** Input for this task follows **

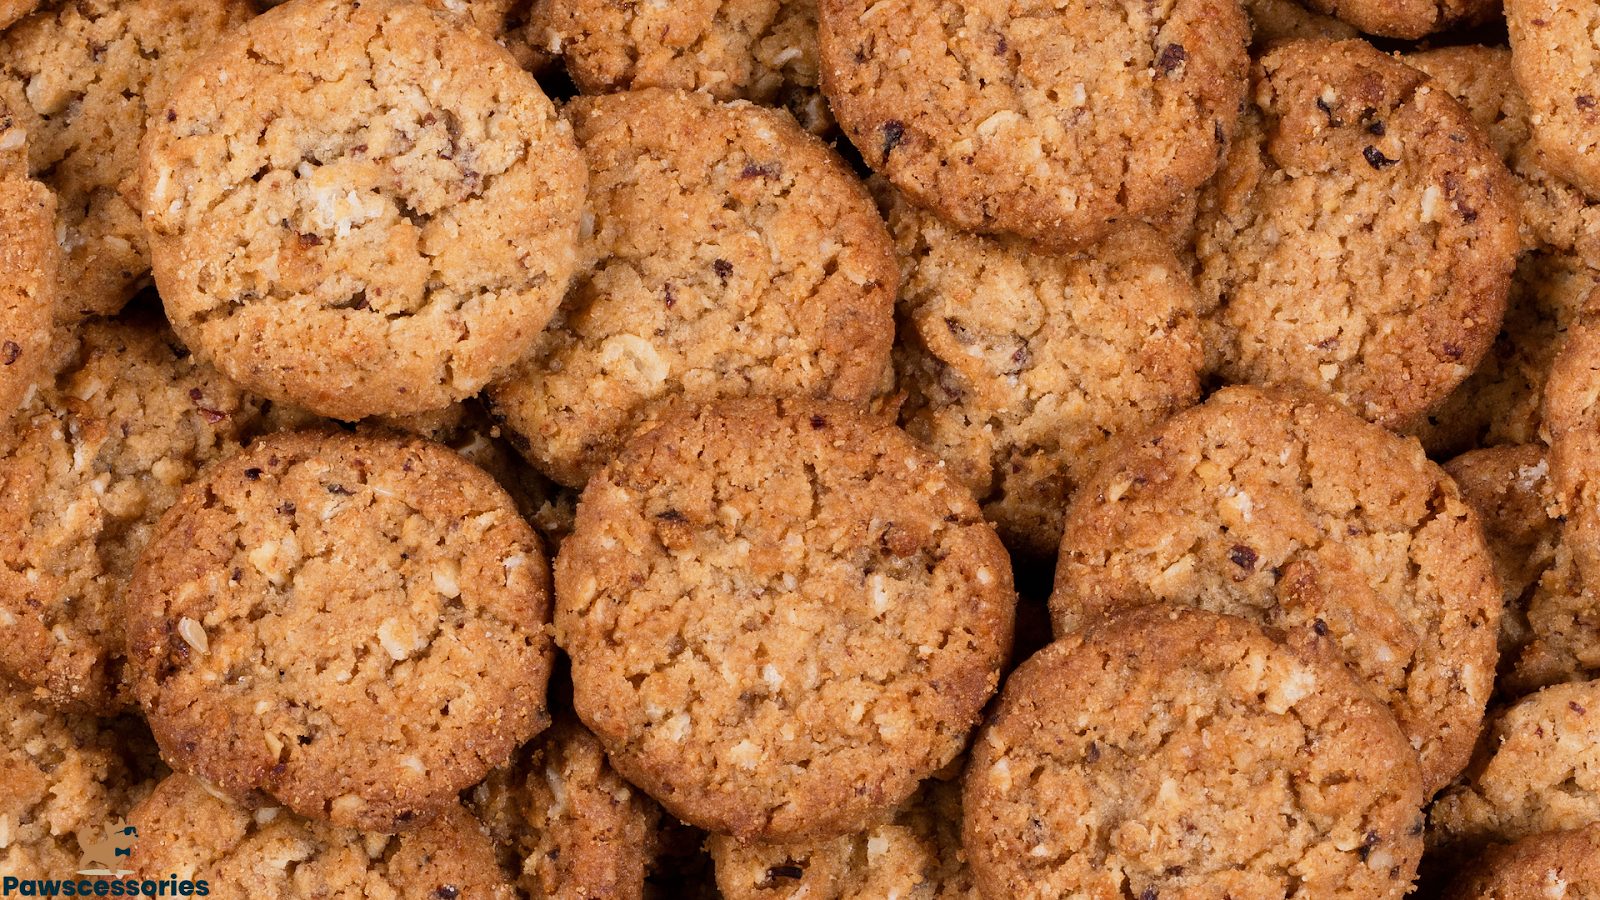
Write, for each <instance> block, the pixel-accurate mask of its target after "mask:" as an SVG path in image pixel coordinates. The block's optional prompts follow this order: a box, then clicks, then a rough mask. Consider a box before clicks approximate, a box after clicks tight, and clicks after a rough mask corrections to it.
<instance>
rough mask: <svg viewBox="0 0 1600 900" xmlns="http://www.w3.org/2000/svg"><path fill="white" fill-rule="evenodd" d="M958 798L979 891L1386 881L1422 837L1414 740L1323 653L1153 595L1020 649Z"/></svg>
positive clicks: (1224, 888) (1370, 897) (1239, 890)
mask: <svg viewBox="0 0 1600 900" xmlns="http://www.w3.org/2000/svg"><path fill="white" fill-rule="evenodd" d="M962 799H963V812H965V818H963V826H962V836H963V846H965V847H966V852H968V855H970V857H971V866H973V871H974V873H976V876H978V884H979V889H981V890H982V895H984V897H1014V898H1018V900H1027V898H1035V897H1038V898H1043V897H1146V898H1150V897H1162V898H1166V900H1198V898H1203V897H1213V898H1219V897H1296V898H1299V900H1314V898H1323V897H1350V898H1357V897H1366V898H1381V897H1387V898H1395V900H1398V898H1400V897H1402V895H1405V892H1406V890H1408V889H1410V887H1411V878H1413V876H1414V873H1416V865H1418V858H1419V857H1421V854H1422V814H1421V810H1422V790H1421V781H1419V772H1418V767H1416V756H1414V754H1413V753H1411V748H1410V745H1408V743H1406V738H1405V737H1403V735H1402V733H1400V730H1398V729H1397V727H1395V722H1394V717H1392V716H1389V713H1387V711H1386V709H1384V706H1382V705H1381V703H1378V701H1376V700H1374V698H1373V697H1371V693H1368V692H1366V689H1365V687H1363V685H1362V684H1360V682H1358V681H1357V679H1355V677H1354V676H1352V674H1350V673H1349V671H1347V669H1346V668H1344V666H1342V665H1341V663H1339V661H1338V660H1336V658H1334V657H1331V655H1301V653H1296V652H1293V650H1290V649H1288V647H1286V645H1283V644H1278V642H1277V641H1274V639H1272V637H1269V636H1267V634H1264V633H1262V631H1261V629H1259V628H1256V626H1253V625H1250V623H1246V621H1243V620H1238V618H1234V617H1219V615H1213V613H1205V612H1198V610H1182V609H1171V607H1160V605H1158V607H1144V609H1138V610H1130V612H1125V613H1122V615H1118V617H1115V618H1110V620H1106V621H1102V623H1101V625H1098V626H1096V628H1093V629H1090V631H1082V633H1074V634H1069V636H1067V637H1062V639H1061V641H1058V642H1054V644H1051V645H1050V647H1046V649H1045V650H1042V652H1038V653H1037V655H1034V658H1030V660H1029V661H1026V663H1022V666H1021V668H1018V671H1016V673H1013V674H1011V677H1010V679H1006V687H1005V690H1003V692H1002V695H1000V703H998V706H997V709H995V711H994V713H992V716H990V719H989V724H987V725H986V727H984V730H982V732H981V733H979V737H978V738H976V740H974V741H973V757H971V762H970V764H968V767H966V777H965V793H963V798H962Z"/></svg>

** End of Input for this task **

*What needs to be done*.
Whenever a line above holds the word "rough", include it in your count, and report nothing but that count.

*Exercise solution*.
2